**** MATERIAL SUPPLIED
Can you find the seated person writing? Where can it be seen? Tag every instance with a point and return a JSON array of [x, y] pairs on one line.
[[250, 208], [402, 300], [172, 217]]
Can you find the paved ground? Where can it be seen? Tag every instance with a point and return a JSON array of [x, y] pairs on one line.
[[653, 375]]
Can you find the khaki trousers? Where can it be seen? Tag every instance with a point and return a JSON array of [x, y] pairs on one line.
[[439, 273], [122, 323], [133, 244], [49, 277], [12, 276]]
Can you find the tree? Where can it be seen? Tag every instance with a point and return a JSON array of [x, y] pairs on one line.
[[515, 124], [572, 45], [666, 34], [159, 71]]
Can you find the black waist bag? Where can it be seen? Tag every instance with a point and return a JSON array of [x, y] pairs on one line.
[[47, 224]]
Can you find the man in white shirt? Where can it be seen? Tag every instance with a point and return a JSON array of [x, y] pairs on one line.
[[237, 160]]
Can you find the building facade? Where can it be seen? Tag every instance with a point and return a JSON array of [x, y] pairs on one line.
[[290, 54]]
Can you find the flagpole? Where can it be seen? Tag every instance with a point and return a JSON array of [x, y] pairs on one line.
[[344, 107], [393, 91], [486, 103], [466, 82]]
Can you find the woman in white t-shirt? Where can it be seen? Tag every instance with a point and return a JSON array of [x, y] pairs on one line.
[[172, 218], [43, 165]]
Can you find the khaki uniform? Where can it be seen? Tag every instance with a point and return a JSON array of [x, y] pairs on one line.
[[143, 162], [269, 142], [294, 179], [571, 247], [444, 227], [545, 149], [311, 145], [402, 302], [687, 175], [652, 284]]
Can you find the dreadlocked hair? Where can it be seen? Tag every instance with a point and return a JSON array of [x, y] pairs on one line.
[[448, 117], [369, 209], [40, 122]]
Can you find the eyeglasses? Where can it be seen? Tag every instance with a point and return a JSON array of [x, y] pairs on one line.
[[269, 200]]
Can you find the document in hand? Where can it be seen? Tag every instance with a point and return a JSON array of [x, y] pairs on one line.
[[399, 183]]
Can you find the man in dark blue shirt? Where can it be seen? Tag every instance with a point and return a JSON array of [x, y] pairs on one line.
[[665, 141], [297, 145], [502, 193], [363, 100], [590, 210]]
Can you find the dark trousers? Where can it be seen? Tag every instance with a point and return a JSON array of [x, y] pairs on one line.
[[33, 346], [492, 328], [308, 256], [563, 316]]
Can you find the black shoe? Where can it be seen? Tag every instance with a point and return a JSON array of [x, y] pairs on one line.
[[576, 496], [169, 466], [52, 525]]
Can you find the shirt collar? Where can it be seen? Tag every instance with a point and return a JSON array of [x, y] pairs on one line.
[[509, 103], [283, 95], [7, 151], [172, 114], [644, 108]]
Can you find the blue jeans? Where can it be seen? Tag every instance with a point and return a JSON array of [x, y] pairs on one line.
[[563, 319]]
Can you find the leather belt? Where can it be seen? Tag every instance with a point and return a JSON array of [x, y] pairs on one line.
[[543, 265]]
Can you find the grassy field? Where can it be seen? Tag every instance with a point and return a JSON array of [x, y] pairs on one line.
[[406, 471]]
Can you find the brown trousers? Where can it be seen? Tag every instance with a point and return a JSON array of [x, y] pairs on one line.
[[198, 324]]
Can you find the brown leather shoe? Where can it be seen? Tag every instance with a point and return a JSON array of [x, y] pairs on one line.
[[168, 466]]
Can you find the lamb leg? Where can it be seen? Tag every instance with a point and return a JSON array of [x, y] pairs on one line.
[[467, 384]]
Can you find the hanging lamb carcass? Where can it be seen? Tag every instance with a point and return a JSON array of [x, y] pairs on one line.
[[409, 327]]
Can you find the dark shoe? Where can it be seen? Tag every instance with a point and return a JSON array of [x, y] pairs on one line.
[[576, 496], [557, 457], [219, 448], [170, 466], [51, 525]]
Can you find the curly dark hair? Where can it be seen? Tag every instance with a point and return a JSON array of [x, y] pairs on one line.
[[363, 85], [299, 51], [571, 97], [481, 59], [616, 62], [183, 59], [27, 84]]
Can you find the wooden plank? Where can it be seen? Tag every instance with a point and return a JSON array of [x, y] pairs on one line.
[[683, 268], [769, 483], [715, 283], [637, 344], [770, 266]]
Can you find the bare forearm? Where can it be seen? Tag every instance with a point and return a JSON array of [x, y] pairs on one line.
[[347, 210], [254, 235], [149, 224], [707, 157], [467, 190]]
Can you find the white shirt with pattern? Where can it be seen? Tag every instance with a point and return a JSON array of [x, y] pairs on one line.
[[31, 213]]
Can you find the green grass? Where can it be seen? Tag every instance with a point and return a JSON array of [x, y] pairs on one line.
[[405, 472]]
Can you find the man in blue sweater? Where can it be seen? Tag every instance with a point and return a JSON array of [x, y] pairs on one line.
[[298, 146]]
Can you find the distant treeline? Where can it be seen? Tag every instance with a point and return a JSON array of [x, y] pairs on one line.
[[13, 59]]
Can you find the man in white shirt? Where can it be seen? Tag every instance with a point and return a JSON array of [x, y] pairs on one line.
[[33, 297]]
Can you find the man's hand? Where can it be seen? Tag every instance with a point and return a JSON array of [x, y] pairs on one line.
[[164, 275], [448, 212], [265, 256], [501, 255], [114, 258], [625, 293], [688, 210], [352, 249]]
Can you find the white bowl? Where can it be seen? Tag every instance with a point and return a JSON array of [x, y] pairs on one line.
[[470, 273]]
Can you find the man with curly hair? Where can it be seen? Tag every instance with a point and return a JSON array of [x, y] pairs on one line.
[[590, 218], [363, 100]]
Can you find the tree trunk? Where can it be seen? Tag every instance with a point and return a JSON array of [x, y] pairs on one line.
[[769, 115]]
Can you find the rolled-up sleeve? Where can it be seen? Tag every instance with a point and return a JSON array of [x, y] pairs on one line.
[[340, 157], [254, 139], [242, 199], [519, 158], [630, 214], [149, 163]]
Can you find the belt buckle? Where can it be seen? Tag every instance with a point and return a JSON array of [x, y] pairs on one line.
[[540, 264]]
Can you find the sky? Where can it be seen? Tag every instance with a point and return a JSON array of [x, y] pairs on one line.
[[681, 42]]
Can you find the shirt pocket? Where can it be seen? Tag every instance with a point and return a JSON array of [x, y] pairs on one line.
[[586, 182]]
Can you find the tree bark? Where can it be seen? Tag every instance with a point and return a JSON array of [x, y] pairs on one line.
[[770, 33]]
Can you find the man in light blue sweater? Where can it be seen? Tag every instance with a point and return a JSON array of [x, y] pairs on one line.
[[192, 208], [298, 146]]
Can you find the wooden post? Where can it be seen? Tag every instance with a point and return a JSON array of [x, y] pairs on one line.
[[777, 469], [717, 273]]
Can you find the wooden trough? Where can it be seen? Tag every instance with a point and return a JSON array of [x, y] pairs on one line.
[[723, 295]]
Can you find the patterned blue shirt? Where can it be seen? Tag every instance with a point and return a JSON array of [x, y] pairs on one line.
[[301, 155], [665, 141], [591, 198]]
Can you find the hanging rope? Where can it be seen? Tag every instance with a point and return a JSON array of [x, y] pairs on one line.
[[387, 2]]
********
# TASK DETAILS
Copy out, without any change, the records from the line with "Can you find the curly" to the line with "59], [27, 84]]", including both of those lines.

# TASK ANSWER
Can you find the curly dark hair? Where can it be seen? Tag every instance with a point and return a JSON array of [x, y] pairs on one line.
[[363, 85], [299, 51], [571, 97], [481, 59], [616, 62], [183, 59], [27, 84]]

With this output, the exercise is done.